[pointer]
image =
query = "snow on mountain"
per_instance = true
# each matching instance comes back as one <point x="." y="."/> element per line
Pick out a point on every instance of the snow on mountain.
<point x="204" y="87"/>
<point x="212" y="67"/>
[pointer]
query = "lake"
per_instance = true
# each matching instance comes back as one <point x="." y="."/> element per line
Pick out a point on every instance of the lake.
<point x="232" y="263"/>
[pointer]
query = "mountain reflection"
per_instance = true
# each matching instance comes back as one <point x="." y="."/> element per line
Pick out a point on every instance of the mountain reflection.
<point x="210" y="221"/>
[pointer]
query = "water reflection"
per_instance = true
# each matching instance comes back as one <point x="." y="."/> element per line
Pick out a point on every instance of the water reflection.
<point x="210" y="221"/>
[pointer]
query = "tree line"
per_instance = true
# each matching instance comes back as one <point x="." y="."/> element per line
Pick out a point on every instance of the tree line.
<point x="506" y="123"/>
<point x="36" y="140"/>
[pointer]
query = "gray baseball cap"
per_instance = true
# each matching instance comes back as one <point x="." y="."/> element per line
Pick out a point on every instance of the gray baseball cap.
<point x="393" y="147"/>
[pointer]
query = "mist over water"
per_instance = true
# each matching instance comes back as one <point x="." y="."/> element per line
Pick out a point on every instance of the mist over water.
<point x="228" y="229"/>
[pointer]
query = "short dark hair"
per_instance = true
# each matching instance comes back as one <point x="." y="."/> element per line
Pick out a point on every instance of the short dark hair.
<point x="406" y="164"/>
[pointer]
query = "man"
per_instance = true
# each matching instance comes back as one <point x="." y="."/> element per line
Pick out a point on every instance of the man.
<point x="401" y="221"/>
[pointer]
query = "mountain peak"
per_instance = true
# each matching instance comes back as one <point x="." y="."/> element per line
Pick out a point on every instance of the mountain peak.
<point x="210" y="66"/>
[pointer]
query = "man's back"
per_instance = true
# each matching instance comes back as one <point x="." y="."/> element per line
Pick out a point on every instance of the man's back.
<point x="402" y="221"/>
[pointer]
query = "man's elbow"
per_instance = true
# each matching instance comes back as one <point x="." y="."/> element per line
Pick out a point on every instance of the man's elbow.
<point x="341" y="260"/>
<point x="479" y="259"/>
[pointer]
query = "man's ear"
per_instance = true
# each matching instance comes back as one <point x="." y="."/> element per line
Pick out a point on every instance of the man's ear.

************

- [Stated task]: How many lines of the data above contain the word "water"? Case counts. Give only the number.

- [Exercise output]: 4